Join a Conversation with the NEA Chairman on February 28
February 24, 2012
National Endowment for the Arts Chairman Rocco Landesman will visit Tucson on February 28 for a public panel discussion and community conversation on Creative Placemaking. The conversation starts at noon at the Leo Rich Theatre, 260 South Church Avenue.
The chairman’s visit to Tucson is prompted by his interest in learning more about the Tucson Pima Arts Council’s NEA “Our Town” grant. This grant supports cultural asset mapping associated with the Warehouse Arts District and TPAC’s P.L.A.C.E. (People, Land, Arts, Culture, and Engagement) Initiative.
Landesman also will be a guest at “FILM FORWARD: Advancing Cultural Dialogue,” an initiative of the Sundance Institute taking place in Tucson in partnership with the Loft Cinema.
TPAC also has scheduled a morning walking tour for Landesman of Tucson’s Art Warehouse District with Tucson Mayor Jonathan Rothschild, Elizabeth Burden of the Warehouse Arts Management Organization and civic leaders.
Landesman is the tenth chair of the NEA. He ran a private investment fund before becoming president of Jujamcyn, a company that owns five Broadway theaters. His Tony award winning productions include “Big River,” “Angels in America: Millennium Approaches,” “Angels in America: Perestroika” and “The Producers.” He also has a passion for minor league baseball and country music. He holds a doctorate in dramatic literature from Yale.
“We know that when we bring the arts and artists into towns and cities, it changes those places profoundly,” he said.
Landesman is visiting many communities across the country that have received Our Town grants.
“Creative placemaking is about how the arts can change and transform places, where the arts can intersect with the real world,” he has said.
Also participating in the panel discussion and community conversation are Maribel Alvarez, program director of Tucson Meet Yourself; Tucson artist Bill Mackey and Gail Browne, executive director of the University of Arizona Poetry Center.

** ENTRIES SHOWN **
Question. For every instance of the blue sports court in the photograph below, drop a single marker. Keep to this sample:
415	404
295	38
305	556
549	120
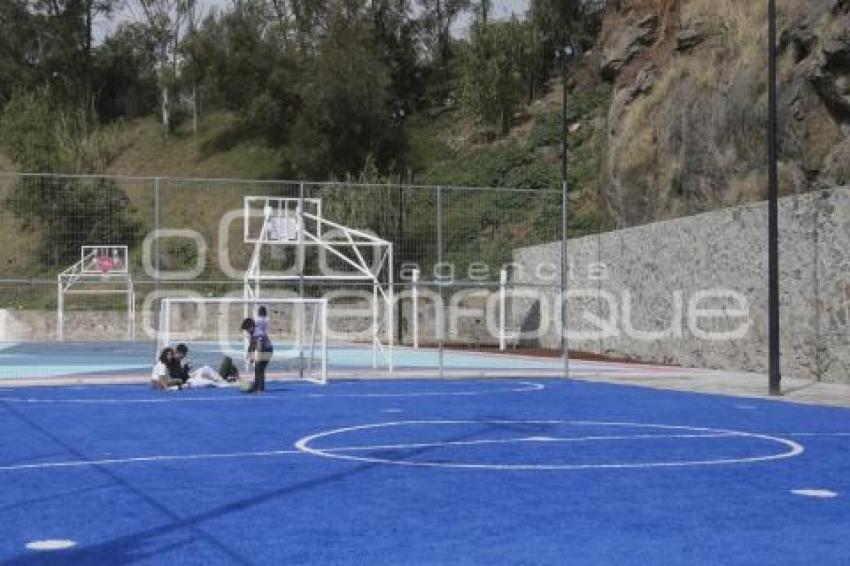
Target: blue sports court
518	470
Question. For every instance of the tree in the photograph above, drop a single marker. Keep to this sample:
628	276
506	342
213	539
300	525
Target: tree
125	74
251	66
67	212
345	116
165	20
496	71
439	15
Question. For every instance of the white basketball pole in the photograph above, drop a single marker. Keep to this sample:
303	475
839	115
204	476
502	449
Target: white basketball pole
503	282
415	308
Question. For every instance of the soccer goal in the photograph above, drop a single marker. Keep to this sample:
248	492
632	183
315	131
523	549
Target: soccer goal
210	327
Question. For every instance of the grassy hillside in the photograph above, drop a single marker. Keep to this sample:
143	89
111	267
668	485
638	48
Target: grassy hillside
215	152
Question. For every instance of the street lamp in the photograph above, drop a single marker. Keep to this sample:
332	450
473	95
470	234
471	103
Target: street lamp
774	371
565	55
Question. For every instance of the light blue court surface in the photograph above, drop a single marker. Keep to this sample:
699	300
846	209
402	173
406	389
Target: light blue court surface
507	471
56	359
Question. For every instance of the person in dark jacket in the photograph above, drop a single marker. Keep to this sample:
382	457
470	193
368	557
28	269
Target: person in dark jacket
260	352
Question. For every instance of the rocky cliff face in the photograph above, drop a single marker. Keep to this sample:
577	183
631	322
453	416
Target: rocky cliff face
686	128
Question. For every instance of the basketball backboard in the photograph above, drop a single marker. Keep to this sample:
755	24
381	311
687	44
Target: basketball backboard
276	220
104	259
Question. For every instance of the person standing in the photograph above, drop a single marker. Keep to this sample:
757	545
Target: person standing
260	352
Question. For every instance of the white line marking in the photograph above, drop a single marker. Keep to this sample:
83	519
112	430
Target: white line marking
817	433
794	449
517	440
57	544
821	493
526	386
145	459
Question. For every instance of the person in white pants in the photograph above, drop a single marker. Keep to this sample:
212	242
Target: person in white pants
203	376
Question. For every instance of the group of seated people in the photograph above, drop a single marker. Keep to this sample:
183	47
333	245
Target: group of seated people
174	371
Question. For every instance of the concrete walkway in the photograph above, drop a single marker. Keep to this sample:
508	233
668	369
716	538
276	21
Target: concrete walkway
736	384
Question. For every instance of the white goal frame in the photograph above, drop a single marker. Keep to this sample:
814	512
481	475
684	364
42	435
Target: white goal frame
164	326
303	216
97	282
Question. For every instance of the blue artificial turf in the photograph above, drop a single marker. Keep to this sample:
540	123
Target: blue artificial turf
213	477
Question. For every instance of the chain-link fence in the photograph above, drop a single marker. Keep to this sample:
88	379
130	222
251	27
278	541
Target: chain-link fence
450	270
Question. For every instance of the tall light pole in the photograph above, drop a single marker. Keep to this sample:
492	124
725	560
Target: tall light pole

** REQUIREMENTS **
**1.** Answer these questions about the announcement of the NEA chairman's Tucson visit:
(a) In which theater does the noon conversation take place?
(b) What words do the letters in P.L.A.C.E. stand for?
(c) In what field and from which university does Landesman hold his doctorate?
**2.** Continue the announcement of the NEA chairman's Tucson visit from its last sentence.
The records are not needed here.

** PER-TASK ANSWERS **
**1.**
(a) The Leo Rich Theatre, 260 South Church Avenue.
(b) People, Land, Arts, Culture, and Engagement.
(c) Dramatic literature, from Yale.

**2.**
Alvarez is a recipient of a TPAC P.L.A.C.E. initiative award to conduct a neighborhood cultural asset mapping project with the San Ignacio Yaqui Council in Old Pascua, a historic barrio in Tucson.
Mackey received a P.L.A.C.E award for a participatory arts project – the Workers Transit Authority – which looks at the relationship between infrastructure and choice as it relates to the built environment. The Workers Transit Authority explores the question “How do you move through the city?”
Brown and the Poetry Center have an extensive history of community partnerships and programs that illuminate placemaking through collaborative practices.
The Creative Placemaking event will be moderated by Roberto Bedoya, executive director of TPAC. The event is free to the public, but TPAC requests an advance RSVP with names of attendees sent to firstname.lastname@example.org.
“Tucson is a community that values and supports creative placemaking and that is why the chairman is visiting us,” Bedoya said. “His visit will offer him opportunities to learn more about how our local arts community creates civic belonging, contributes to the local economy and feeds the vitality, distinctiveness and identity of what makes Tucson unique.”
For more information, contact TPAC at 624-0595.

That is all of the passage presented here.